> [WORK TO BE COMPLETED]:
Everything from the line containing "identify the red" to the end of the listing is to be set down exactly, both ends included, and nothing before it.

> [AVAILABLE DATA]:
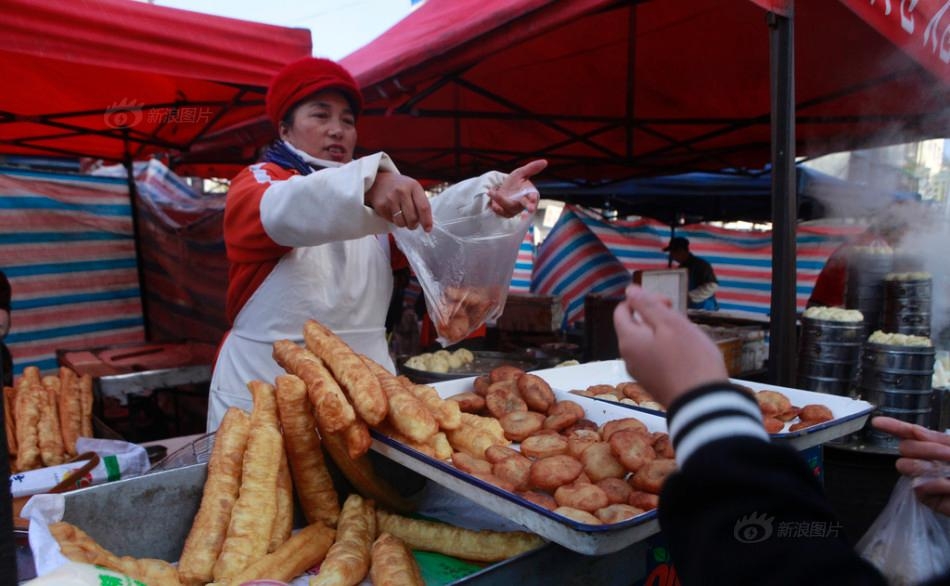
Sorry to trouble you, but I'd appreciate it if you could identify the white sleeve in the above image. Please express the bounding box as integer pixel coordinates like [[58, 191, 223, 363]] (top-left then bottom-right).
[[688, 282, 719, 303], [429, 171, 507, 219], [259, 152, 396, 247]]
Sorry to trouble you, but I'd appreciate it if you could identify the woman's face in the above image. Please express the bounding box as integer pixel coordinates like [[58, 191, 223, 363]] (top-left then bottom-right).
[[279, 89, 357, 163]]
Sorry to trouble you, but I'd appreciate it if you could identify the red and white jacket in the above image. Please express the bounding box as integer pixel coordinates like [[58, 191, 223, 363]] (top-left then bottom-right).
[[208, 151, 398, 430]]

> [REPLY]:
Sorry to trouble you, but I'd appreciate it if you could identify the red and white jacket in the above image. Please express the bounding box as integer pixel coordinates like [[58, 191, 223, 363]] (top-left then bottom-right).
[[208, 151, 398, 430]]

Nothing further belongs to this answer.